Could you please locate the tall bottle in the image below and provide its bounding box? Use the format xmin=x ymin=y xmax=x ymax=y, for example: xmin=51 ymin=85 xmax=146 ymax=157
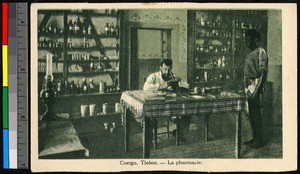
xmin=87 ymin=25 xmax=92 ymax=34
xmin=110 ymin=22 xmax=115 ymax=35
xmin=104 ymin=22 xmax=110 ymax=35
xmin=69 ymin=20 xmax=74 ymax=34
xmin=76 ymin=80 xmax=80 ymax=94
xmin=114 ymin=24 xmax=119 ymax=36
xmin=74 ymin=17 xmax=81 ymax=34
xmin=89 ymin=78 xmax=95 ymax=93
xmin=81 ymin=78 xmax=88 ymax=94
☆ ☆ ☆ ☆ ☆
## Short task
Rewrite all of the entries, requests included, multiplying every bounding-box coordinate in the answers by 0.9 and rounding to a whole number, with halves rounded up. Keep the numbers in the requests and their format samples unchanged, and leave the pictures out.

## Task response
Could you please locate the tall bottle in the image below and provide its bounding box? Use the format xmin=x ymin=y xmax=x ymax=y, for example: xmin=51 ymin=85 xmax=146 ymax=157
xmin=78 ymin=23 xmax=83 ymax=31
xmin=99 ymin=20 xmax=104 ymax=32
xmin=94 ymin=20 xmax=99 ymax=32
xmin=62 ymin=18 xmax=67 ymax=31
xmin=68 ymin=72 xmax=72 ymax=85
xmin=103 ymin=22 xmax=107 ymax=32
xmin=67 ymin=15 xmax=73 ymax=31
xmin=80 ymin=70 xmax=86 ymax=84
xmin=73 ymin=70 xmax=79 ymax=85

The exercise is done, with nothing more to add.